-- Data under study follows --

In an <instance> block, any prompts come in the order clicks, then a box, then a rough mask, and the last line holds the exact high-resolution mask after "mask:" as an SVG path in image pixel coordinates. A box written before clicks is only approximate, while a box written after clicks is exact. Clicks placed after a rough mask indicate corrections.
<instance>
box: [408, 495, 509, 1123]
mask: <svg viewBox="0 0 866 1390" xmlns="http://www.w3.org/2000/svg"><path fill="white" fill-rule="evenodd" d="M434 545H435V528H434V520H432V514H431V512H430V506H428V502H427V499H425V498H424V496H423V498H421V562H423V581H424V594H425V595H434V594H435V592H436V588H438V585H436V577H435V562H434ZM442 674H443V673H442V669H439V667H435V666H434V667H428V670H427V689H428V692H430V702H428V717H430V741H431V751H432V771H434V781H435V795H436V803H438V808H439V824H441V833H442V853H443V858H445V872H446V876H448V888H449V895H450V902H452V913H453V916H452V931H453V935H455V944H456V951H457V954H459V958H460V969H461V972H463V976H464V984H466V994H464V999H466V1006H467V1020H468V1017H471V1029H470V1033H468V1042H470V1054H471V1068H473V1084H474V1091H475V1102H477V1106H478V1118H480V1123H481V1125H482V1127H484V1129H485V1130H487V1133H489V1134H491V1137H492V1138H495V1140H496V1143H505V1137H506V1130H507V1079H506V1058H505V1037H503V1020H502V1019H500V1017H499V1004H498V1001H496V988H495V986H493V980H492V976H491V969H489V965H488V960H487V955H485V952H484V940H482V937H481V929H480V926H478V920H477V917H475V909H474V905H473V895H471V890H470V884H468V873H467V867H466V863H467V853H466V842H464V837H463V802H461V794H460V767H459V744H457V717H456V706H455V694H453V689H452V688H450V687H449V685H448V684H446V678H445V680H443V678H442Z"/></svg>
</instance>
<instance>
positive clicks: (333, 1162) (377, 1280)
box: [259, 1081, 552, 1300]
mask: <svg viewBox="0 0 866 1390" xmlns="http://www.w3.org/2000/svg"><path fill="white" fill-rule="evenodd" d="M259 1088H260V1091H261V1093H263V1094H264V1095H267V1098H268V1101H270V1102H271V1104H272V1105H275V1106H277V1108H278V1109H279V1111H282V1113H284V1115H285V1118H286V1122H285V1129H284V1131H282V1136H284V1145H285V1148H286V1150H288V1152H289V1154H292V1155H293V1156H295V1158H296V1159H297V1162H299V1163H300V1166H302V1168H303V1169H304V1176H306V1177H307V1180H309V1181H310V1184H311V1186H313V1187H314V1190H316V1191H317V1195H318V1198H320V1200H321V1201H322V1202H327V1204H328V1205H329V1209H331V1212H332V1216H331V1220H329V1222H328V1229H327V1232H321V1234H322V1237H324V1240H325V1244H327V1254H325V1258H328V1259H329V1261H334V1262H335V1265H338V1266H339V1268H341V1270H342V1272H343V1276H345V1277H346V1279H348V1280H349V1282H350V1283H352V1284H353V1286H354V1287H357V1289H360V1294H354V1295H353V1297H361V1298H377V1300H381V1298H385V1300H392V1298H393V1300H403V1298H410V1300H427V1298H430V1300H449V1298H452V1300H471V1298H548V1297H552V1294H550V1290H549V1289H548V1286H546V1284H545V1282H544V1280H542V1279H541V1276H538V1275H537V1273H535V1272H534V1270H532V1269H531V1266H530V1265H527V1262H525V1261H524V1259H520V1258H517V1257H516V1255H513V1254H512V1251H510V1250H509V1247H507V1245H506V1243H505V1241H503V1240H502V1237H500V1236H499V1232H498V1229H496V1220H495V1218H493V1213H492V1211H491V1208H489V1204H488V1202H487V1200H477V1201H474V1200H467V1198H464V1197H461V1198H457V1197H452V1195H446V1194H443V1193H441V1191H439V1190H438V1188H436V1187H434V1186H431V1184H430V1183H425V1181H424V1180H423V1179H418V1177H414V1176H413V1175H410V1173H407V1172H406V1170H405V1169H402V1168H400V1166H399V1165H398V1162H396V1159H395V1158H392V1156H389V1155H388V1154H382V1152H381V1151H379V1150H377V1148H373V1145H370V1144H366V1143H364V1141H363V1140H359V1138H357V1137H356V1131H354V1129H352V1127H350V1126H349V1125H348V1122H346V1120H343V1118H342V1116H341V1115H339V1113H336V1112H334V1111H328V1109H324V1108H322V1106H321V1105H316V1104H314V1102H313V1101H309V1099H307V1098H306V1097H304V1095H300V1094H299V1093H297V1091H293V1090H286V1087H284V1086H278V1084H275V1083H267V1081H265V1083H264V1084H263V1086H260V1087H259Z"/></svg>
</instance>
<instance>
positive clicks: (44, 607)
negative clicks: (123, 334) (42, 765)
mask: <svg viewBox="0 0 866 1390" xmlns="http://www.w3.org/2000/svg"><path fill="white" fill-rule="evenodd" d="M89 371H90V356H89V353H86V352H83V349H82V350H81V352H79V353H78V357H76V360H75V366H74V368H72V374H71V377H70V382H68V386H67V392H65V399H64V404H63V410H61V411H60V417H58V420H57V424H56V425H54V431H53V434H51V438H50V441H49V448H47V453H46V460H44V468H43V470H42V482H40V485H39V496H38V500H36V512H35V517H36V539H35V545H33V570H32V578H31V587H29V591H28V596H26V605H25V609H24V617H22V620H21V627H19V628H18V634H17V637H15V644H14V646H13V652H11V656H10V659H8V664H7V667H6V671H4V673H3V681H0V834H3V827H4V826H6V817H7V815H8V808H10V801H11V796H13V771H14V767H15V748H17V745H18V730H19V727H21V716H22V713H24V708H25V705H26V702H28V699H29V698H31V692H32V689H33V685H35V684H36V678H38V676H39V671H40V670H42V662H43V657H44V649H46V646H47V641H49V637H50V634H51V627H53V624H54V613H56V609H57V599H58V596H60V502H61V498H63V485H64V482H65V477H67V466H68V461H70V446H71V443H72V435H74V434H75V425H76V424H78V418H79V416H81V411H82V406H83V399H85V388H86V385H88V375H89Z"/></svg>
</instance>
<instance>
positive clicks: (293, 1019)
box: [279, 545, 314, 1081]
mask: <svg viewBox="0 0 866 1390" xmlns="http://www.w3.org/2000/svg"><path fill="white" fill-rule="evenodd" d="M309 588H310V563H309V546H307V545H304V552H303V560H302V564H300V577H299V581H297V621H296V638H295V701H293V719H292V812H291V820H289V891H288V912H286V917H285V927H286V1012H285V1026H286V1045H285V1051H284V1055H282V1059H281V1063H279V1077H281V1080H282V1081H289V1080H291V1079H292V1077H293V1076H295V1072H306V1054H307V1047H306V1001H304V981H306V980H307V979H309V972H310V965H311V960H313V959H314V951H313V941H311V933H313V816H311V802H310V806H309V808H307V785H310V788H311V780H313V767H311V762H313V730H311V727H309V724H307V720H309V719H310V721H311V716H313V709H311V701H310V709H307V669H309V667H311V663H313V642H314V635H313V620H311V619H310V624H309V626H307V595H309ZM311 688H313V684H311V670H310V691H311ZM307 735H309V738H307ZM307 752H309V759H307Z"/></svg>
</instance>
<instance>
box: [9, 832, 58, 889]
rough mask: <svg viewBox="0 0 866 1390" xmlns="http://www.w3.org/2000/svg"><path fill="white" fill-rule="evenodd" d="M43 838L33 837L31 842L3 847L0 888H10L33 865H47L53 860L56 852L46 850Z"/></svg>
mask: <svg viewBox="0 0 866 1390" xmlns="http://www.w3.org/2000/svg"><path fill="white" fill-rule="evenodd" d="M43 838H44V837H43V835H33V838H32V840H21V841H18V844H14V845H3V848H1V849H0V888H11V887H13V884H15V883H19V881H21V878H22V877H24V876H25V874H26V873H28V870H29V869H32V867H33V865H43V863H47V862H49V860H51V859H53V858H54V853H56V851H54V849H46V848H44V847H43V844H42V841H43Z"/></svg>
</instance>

-- Data under study concluded --

| Assignment |
Which lines of the records above contain the word "positive"? Report each one in full.

| Response to this exercise |
positive clicks: (333, 1162) (377, 1280)
positive clicks: (44, 607)
positive clicks: (293, 1019)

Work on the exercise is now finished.